Given problem
Filter the items below, keeping every line that contains the word "forest" and dropping all others.

-- -- --

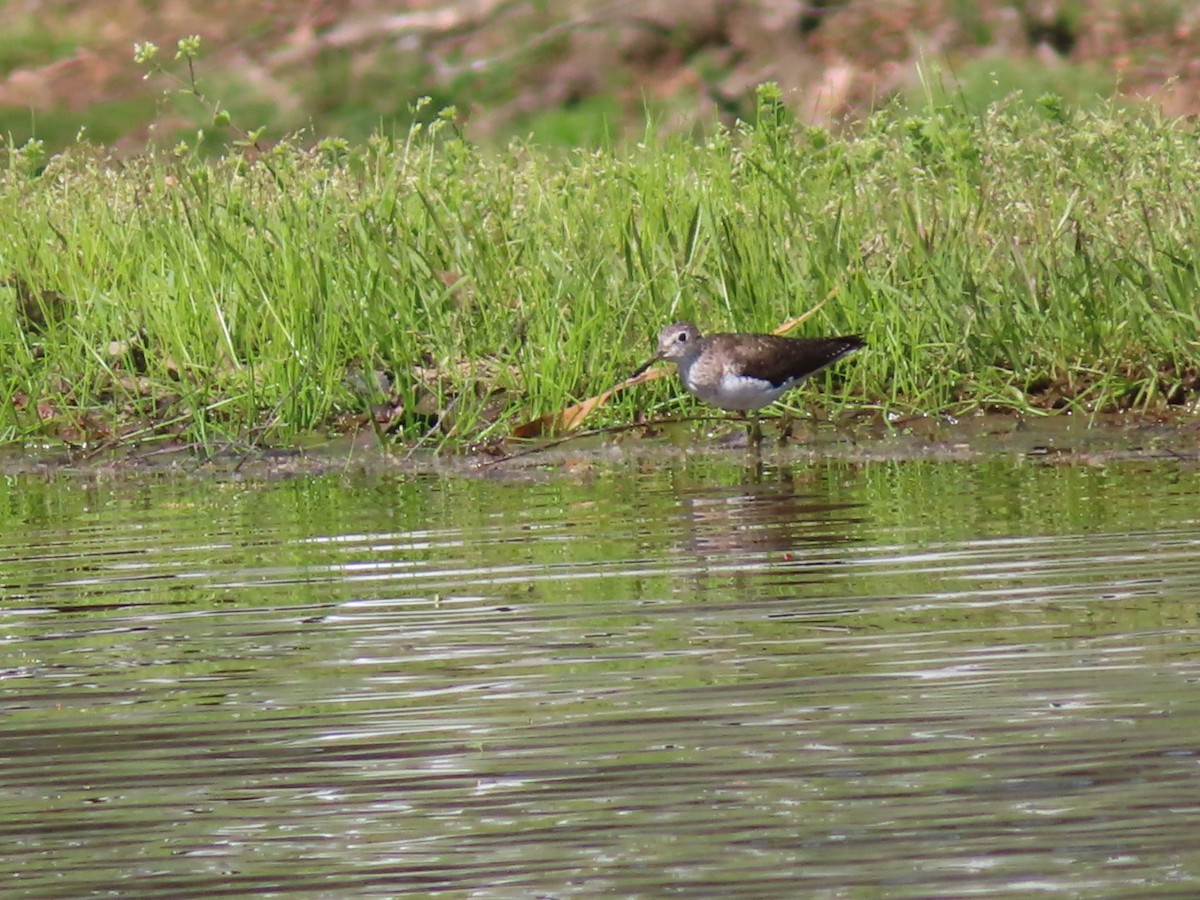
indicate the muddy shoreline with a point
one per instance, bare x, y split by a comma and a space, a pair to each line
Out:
1053, 441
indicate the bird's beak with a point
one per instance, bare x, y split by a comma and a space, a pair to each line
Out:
646, 365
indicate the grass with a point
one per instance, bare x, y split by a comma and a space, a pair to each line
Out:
1032, 257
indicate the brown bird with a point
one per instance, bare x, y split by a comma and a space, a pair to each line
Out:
745, 371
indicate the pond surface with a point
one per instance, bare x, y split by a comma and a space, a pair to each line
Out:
682, 676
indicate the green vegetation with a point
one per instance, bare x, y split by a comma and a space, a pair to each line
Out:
1032, 257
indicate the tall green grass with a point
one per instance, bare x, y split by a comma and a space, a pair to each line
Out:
1030, 257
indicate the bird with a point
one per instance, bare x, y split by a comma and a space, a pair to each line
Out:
744, 372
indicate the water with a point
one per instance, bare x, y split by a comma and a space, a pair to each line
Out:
648, 678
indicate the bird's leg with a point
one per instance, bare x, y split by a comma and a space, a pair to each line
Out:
786, 423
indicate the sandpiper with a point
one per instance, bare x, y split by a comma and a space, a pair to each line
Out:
745, 371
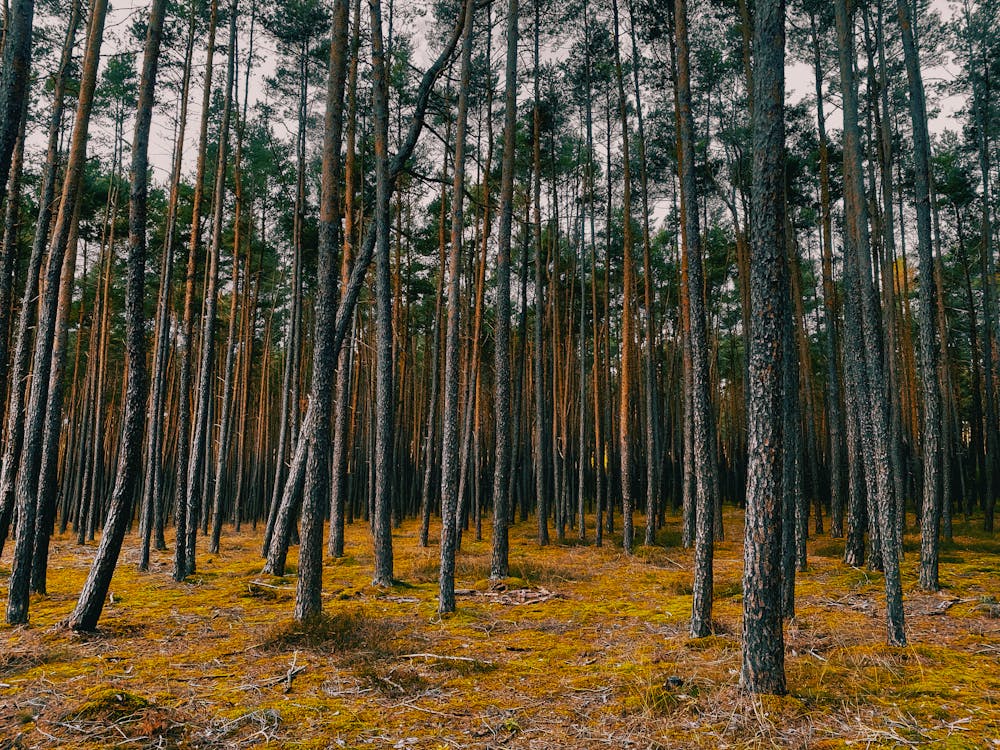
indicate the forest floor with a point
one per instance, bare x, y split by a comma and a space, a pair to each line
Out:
585, 648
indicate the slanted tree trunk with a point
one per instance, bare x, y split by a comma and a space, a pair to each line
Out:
31, 454
91, 601
15, 74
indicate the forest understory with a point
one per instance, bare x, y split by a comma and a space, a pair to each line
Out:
581, 647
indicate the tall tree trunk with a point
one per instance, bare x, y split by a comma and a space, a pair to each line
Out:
702, 458
203, 426
628, 283
385, 394
185, 513
931, 433
31, 455
449, 445
152, 501
91, 601
308, 602
499, 567
15, 74
866, 334
763, 642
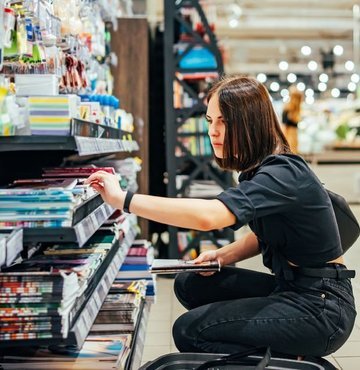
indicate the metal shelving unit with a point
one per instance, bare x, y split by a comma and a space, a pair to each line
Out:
86, 138
86, 308
23, 157
78, 233
202, 166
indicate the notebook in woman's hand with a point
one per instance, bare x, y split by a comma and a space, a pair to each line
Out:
168, 266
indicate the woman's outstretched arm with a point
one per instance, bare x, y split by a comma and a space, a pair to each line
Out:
198, 214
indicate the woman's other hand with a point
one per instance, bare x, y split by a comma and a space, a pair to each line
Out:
208, 256
109, 188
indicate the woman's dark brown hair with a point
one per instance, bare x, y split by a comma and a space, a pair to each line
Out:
252, 128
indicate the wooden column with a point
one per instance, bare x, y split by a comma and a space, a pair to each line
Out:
130, 42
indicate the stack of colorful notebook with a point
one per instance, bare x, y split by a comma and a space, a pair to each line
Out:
36, 208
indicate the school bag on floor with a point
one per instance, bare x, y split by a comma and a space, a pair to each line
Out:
237, 361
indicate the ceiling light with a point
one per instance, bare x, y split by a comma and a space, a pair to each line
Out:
323, 77
355, 78
283, 65
284, 92
335, 92
291, 77
306, 50
338, 50
309, 92
352, 86
274, 86
322, 86
301, 86
261, 77
349, 65
233, 23
312, 65
309, 100
236, 10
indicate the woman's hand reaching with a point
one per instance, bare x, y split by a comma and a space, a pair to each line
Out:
208, 256
109, 188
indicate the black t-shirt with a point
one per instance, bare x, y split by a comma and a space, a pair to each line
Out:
287, 207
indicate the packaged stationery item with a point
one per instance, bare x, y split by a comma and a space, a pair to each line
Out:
51, 115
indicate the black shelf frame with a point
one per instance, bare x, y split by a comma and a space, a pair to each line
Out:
175, 117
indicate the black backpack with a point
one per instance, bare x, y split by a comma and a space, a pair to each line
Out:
349, 228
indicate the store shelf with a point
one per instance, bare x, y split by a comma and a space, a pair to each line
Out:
82, 141
138, 341
78, 233
85, 310
101, 286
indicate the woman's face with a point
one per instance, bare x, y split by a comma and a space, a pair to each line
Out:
216, 128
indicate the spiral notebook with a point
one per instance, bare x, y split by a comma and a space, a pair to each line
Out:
168, 266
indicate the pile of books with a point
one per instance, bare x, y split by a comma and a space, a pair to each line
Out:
36, 305
36, 208
39, 296
137, 266
50, 201
121, 309
105, 353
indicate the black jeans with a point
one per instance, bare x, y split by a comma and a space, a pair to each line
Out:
237, 309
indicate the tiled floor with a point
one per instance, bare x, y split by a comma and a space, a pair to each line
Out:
166, 309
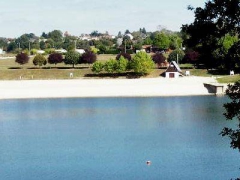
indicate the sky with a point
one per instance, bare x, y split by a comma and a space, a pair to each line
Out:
18, 17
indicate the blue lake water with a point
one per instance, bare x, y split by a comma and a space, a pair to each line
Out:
112, 138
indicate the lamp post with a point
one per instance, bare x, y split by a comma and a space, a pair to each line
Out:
18, 46
29, 48
75, 41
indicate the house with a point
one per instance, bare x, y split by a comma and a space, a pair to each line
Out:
80, 51
60, 50
173, 70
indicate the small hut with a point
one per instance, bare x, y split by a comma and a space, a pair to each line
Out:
173, 70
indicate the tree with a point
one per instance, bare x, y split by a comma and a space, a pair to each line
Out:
212, 24
120, 34
97, 67
161, 40
55, 58
56, 35
88, 57
142, 63
125, 55
22, 58
111, 66
39, 60
148, 41
11, 46
190, 57
176, 55
94, 49
159, 59
233, 113
233, 56
122, 65
72, 57
144, 31
127, 32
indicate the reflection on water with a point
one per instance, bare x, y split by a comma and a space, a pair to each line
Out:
112, 138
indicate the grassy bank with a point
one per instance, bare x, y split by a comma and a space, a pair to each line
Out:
10, 70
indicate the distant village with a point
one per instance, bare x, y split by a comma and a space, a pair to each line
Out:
102, 43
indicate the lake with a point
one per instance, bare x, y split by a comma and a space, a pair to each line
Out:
112, 138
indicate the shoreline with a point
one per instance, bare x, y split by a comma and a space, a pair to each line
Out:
93, 88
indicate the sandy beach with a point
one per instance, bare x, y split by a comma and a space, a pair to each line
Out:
143, 87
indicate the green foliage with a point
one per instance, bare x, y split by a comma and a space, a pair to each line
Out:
55, 58
94, 50
111, 66
88, 57
33, 51
234, 56
97, 67
210, 32
49, 51
161, 40
56, 35
122, 65
112, 51
142, 63
148, 41
72, 57
176, 55
39, 60
22, 58
233, 113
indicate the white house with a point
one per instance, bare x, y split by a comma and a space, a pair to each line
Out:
173, 70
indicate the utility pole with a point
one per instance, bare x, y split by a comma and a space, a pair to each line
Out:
125, 45
29, 47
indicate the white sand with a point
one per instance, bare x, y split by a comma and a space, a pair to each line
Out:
104, 87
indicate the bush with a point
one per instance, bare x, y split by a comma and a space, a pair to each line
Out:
88, 57
129, 51
142, 63
97, 67
112, 51
72, 57
124, 55
22, 58
176, 55
55, 58
49, 51
33, 51
122, 65
159, 59
111, 66
190, 57
39, 60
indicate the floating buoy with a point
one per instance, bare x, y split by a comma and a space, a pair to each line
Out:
148, 163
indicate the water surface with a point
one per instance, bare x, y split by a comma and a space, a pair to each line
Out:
112, 138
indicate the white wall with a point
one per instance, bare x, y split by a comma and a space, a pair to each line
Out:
176, 74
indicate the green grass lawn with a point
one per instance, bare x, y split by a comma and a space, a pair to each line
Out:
10, 70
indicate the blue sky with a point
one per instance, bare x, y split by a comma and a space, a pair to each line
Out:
84, 16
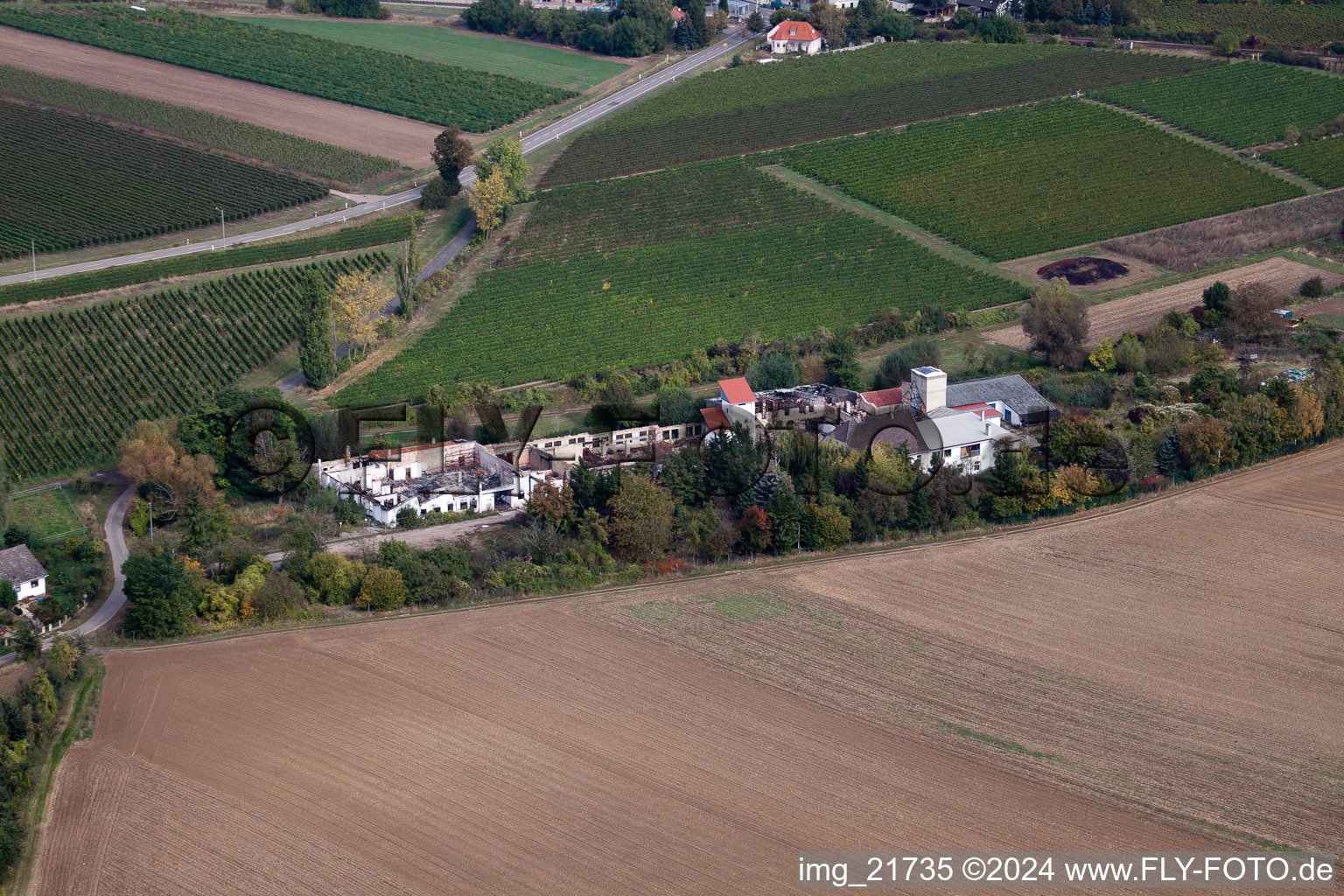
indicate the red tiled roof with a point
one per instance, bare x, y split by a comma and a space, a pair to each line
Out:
737, 391
790, 30
714, 418
885, 398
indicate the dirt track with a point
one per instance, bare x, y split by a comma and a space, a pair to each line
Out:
1138, 312
1050, 688
323, 120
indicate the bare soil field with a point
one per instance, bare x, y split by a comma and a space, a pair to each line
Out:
331, 122
1144, 309
1160, 677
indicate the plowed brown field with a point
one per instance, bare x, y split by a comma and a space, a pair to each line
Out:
1160, 677
1138, 312
293, 113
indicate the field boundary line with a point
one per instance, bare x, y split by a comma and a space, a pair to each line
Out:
929, 240
978, 535
1231, 152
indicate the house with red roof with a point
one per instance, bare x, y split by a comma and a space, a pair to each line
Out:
794, 37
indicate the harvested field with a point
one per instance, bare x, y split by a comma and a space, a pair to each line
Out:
1083, 271
1138, 312
332, 122
1200, 243
692, 737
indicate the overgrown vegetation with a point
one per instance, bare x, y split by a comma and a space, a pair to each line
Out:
647, 269
75, 382
193, 125
330, 69
1066, 172
74, 182
756, 108
32, 718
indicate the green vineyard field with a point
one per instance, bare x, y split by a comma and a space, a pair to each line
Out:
1031, 178
1274, 23
1242, 105
1321, 160
373, 78
203, 128
378, 233
70, 182
73, 383
796, 101
642, 270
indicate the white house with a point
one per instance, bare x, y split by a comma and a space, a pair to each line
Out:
425, 479
22, 570
794, 37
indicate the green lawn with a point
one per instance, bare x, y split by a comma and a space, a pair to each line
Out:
448, 46
47, 514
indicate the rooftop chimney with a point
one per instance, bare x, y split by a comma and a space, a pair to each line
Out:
930, 388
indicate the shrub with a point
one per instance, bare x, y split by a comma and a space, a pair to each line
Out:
1313, 288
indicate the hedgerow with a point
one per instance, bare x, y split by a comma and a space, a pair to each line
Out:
74, 182
73, 383
1321, 160
642, 270
385, 230
752, 108
1025, 180
1242, 105
1276, 23
331, 69
207, 130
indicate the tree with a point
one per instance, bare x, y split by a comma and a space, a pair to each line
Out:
1057, 323
754, 528
1215, 304
406, 268
842, 360
1250, 311
316, 348
160, 595
27, 642
506, 156
452, 153
1103, 356
832, 23
335, 578
383, 590
676, 406
1205, 444
641, 519
773, 371
897, 364
152, 456
489, 202
205, 522
358, 300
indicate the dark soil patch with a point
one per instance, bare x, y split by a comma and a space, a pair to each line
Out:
1083, 271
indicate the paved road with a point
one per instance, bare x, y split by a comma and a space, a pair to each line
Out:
468, 176
429, 536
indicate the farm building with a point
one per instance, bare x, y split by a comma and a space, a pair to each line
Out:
425, 479
22, 570
794, 37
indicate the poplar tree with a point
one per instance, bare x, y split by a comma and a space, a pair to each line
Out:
316, 341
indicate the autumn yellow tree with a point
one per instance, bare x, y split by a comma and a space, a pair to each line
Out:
153, 456
488, 200
356, 301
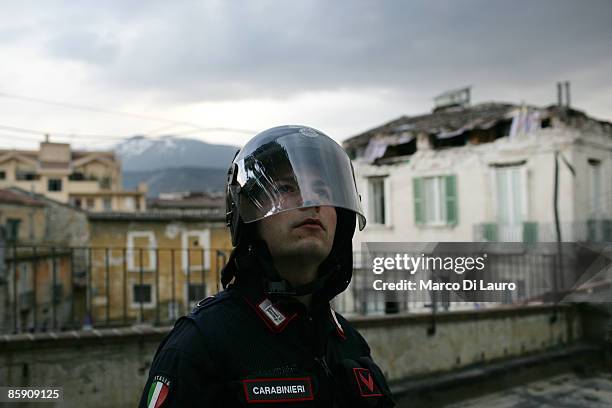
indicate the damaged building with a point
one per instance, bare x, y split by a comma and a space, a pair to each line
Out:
485, 172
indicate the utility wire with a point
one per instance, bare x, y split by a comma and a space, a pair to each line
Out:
117, 112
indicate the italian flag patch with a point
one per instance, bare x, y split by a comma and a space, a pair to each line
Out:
158, 391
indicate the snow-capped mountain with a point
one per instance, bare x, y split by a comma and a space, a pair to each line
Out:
140, 153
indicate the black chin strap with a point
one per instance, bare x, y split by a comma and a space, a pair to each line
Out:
258, 255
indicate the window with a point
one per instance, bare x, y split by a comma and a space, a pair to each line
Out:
141, 251
595, 187
195, 253
54, 185
377, 200
195, 292
26, 175
76, 202
435, 200
105, 182
129, 204
107, 203
142, 294
12, 229
510, 186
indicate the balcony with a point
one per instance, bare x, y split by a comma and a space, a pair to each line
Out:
594, 230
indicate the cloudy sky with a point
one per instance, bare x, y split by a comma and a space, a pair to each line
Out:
94, 73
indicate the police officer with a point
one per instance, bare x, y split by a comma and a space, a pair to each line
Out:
271, 338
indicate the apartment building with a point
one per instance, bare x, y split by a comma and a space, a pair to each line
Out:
90, 180
486, 172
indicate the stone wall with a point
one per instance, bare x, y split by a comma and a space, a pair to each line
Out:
102, 368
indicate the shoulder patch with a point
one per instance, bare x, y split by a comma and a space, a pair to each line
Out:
158, 391
209, 301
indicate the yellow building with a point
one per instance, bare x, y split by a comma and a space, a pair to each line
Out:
39, 272
86, 179
153, 266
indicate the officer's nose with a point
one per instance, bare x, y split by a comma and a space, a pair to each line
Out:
317, 209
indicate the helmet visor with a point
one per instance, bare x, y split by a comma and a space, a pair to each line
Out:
295, 167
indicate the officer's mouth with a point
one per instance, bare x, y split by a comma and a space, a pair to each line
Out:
310, 223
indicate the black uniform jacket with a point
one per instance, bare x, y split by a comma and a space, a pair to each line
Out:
240, 348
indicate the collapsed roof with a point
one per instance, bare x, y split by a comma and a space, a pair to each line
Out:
455, 126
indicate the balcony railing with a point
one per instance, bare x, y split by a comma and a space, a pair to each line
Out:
595, 230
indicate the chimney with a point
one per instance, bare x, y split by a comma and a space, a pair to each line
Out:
560, 87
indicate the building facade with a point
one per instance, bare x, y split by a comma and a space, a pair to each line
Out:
90, 180
486, 173
153, 266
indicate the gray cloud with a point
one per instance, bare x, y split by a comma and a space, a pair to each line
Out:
188, 51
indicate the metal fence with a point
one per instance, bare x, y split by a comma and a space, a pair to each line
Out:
57, 288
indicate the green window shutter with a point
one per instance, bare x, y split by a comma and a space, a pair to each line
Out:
607, 230
591, 230
530, 232
490, 231
417, 191
451, 199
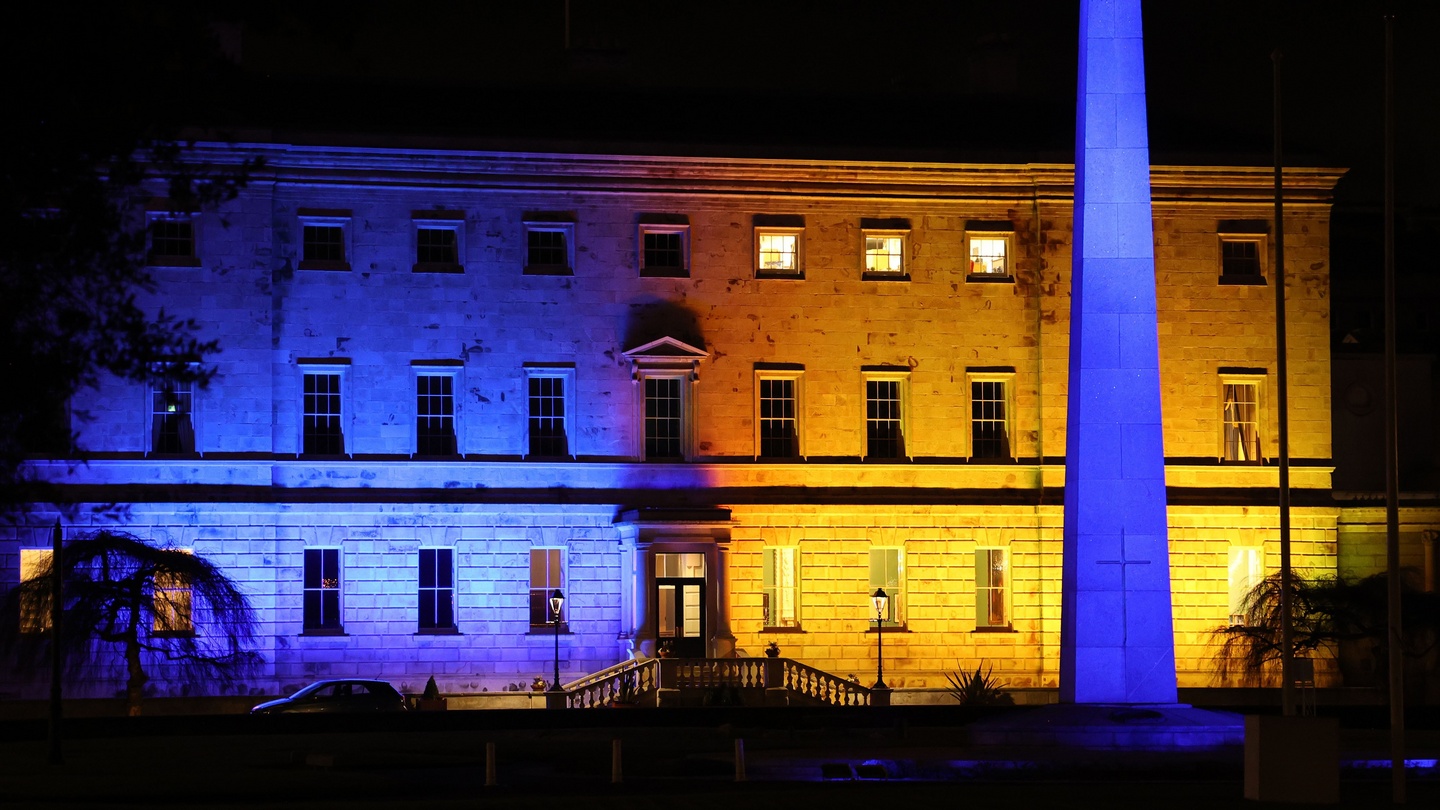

-- -- --

Full solution
indicate the forest floor with a point
indicate the forest understory with a point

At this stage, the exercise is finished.